## Document segment
- - -
Dictionaries are their own objects, which currently use hash-tables
internally (though they might as well use alists or plists), because
that frees up lists to be interpreted as normal sequences of PDF
objects.

Streams are mapped to their own data-type, which can use thunks to do
delayed generation of their contents, and there's all kind of
automagic generation of size, etc., which would also allow transparent
encoding of contents with filters, etc.

Labeling in the PDF (numeric) sense is derived automatically from the
symbolic labeling at write-out time.

Operator invocations are also represented as a distinct data-type.
Those records are created by PDF operator functions, which are defined
by a simple macro, e.g.

;; Text-Showing Operators (5.3.2)
(define-pdf-operator pdf-show (string) "Tj")
(define-pdf-operator pdf-shownextline (string) "'")
(define-pdf-operator pdf-shownextline* (wordspace charspace string) "\"")
(define-pdf-operator pdf-show* (array) "TJ")

;; Type 3 Font Operators (5.5.4)
(define-pdf-operator pdf-setcharwidth (widthx widthy) "d0")
(define-pdf-operator pdf-setcachedevice (widthx widthy llx lly urx ury) "d1")

Starting from there, you can of course layer additional macros and
functions on top, e.g. code that automatically keeps track of
referenced fonts, and generates respective Resource entries, collects
pages, etc. I also did a bit of AFM parsing code (though its encoding
handling is fairly hackish), in order to do basic left leaded
paragraph layout.

Executive summary:

- Generating PDF itself is fairly easy to do, and meshes fairly well
  with CL.
- The PostScript programming-language constructs that are missing in
  PDF aren't really missed, since you've got all of CL to make up for
  that, and in todays world, it makes sense to do the layouting stuff
  on your 2 GHz P4, instead of your printer's 66MHz i960.
- Writing a decent layout-engine is still hard, and this will be
  needed to generate more than trivial PDF files.

Regs, Pierre.

-- 
Pierre R. Mai <····@acm.org>                    http://www.pmsf.de/pmai/
 The most likely way for the world to be destroyed, most experts agree,
 is by accident. That's where we come in; we're computer professionals.
 We cause accidents.                           -- Nathaniel Borenstein
From: Marc Battyani
Subject: Re: PDF
Date: 
Message-ID: <49AB29841BDB4852.0E15398A10E873FF.9DFFA3AB7C677FCF@lp.airnews.net>
"Pierre R. Mai" <····@pmsf.de> wrote
> "Marc Battyani" <·············@fractalconcept.com> writes:
>
> > Does somebody know if there is a Common Lisp PDF generation library
> > somewhere ?
> >
> > If not, are there anybody interested to work with me on such a project ?
>
> A couple of months ago I played with PDF generation in CL.  It was
> fairly easy to generate a basic low-level generation framework, that
> allows one to generate the hello-world.pdf file you included in your
> posting with the following code-fragment:

[snip...]

Thanks Pierre, interesting but too late...  ;-)
I wrote it this WE.

From the explanations you gave, I think I have it more packaged. ie
with-page, etc. macros. The document internals are hidden. The user don't
have to know anything about dictionnaries, catalog, roots and so on. He just
puts a with-page in a with-document and that's it.
- - -
## Data provided
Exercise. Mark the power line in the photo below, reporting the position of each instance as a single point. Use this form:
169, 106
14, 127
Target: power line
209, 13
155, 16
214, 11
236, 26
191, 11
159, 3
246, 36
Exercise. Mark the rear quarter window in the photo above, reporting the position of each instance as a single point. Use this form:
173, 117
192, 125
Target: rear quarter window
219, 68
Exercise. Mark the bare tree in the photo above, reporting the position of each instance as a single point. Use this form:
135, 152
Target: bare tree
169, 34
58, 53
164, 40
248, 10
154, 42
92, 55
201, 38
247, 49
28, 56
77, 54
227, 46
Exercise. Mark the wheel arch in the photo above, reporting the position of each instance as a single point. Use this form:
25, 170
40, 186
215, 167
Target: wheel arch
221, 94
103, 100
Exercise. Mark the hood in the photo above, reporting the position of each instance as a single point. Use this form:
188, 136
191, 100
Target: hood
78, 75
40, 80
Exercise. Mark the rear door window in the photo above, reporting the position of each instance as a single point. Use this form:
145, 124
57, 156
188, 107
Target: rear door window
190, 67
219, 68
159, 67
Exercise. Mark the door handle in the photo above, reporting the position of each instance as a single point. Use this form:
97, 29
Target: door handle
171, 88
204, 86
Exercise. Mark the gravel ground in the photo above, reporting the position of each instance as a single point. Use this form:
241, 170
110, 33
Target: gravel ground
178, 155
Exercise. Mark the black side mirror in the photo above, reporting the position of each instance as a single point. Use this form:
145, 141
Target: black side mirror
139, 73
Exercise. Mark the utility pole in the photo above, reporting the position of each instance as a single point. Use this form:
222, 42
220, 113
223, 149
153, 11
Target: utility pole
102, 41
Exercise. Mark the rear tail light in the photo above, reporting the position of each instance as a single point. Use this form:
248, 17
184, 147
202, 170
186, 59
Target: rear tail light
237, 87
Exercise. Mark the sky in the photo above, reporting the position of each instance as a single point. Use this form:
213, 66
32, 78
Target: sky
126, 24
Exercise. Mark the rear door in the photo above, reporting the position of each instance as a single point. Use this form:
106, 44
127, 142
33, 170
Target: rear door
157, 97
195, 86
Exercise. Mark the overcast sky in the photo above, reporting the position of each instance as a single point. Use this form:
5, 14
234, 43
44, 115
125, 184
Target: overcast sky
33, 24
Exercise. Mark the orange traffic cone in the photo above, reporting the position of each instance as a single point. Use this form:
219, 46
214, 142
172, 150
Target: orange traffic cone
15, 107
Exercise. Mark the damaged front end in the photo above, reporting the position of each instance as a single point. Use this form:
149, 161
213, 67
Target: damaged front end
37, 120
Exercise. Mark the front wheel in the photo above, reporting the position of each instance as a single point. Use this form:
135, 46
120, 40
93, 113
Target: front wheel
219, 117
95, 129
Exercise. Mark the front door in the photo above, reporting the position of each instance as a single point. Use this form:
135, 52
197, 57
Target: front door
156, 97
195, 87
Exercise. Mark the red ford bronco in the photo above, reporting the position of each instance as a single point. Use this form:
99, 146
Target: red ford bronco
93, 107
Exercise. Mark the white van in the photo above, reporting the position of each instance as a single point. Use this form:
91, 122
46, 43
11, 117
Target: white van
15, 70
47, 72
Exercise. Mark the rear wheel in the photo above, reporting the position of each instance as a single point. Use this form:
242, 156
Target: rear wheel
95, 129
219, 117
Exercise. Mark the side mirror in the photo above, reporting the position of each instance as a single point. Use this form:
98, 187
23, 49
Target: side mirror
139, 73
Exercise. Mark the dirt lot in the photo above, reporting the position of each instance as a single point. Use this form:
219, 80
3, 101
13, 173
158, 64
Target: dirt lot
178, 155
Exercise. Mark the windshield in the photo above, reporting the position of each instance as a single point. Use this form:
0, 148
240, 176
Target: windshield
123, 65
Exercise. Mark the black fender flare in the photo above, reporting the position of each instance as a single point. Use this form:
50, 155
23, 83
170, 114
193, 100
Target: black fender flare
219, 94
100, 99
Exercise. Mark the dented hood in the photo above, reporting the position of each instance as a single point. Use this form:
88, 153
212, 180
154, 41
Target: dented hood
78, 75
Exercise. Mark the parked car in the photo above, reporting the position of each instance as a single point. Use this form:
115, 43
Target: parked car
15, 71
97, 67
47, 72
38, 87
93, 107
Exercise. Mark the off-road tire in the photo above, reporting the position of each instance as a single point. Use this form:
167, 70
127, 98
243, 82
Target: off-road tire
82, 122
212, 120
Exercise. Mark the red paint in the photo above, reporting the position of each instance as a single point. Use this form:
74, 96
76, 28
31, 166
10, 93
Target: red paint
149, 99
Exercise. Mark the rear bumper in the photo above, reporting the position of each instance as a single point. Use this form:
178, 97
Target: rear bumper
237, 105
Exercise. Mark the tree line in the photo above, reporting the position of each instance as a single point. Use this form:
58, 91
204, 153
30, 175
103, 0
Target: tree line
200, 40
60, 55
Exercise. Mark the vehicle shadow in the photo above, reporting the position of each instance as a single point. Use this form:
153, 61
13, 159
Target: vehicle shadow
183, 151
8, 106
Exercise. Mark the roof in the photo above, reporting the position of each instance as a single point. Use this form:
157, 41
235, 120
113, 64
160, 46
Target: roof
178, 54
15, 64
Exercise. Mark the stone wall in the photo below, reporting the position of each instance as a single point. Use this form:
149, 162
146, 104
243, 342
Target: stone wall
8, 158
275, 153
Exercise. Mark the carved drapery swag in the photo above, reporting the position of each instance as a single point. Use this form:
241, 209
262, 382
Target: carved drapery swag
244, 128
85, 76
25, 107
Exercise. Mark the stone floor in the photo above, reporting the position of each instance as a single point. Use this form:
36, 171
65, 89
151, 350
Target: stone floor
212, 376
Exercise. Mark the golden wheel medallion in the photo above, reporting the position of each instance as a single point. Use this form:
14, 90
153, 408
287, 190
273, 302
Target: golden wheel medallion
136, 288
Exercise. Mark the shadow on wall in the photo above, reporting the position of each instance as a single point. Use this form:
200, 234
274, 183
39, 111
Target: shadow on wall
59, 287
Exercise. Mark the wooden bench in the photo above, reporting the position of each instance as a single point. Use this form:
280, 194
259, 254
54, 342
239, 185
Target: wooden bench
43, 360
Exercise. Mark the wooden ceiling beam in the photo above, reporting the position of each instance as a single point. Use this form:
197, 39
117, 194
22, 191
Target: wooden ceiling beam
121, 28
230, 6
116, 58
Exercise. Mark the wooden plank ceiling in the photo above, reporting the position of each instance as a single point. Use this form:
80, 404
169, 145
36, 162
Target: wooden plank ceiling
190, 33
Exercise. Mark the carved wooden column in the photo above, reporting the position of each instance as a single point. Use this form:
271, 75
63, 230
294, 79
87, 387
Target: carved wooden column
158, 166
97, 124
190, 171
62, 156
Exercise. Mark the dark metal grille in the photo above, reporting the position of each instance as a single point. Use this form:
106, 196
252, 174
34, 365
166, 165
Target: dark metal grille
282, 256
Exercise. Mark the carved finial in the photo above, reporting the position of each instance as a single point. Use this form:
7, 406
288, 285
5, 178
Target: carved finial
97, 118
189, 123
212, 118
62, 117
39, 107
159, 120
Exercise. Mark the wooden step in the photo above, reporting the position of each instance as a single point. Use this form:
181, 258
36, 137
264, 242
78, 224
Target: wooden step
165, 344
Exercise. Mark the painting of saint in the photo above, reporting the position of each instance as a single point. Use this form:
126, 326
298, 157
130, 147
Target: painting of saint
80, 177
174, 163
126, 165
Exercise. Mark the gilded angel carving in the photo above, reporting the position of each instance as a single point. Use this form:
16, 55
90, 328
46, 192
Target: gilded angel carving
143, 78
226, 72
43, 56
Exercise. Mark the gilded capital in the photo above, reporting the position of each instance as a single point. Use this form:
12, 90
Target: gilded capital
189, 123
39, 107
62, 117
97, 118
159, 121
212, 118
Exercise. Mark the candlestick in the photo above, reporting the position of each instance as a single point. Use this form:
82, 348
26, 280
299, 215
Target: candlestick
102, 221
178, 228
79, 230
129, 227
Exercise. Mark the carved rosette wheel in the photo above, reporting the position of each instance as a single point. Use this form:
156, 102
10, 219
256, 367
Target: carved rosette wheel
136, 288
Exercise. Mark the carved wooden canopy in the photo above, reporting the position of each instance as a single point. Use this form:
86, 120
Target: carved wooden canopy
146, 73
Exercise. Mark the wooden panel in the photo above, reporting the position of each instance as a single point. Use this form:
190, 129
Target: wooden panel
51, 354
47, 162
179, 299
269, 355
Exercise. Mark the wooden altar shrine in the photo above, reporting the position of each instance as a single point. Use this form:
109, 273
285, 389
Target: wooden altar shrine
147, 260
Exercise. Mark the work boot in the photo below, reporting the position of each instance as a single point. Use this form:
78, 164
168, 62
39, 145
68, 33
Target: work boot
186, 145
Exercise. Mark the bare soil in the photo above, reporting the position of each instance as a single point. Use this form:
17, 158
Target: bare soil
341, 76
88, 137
- - -
## Requirement A
List every PDF operator function name defined with the macro in the post about PDF generation in Common Lisp.
## Requirement B
In the post about PDF generation in Common Lisp, when and from what is the numeric PDF labeling derived?
## Requirement C
Write the next few sentences of the post about PDF generation in Common Lisp, picking up right after its last sentence.
The rows are separate material and have nothing to do with the post about PDF generation in Common Lisp.

## Output A
pdf-show, pdf-shownextline, pdf-shownextline*, pdf-show*, pdf-setcharwidth, pdf-setcachedevice

## Output B
It is derived automatically from the symbolic labeling at write-out time.

## Output C
> - Writing a decent layout-engine is still hard, and this will be
>   needed to generate more than trivial PDF files.

Sure. In the announcement post, I described several small sub projects to go
in that direction.

Marc
From: Pierre R. Mai
Subject: Re: PDF
Date: 
Message-ID: <871ygayv64.fsf@orion.bln.pmsf.de>
"Marc Battyani" <·············@fractalconcept.com> writes:

> "Pierre R. Mai" <····@pmsf.de> wrote
> > "Marc Battyani" <·············@fractalconcept.com> writes:
> >
> > > Does somebody know if there is a Common Lisp PDF generation library
> > > somewhere ?
> > >
> > > If not, are there anybody interested to work with me on such a project ?
> >
> > A couple of months ago I played with PDF generation in CL.  It was
> > fairly easy to generate a basic low-level generation framework, that
> > allows one to generate the hello-world.pdf file you included in your
> > posting with the following code-fragment:
> 
> [snip...]
> 
> Thanks Pierre, interesting but too late...  ;-)
> I wrote it this WE.

Yes, I was kind of busy at the end of last week, so only caught up
with news on sunday...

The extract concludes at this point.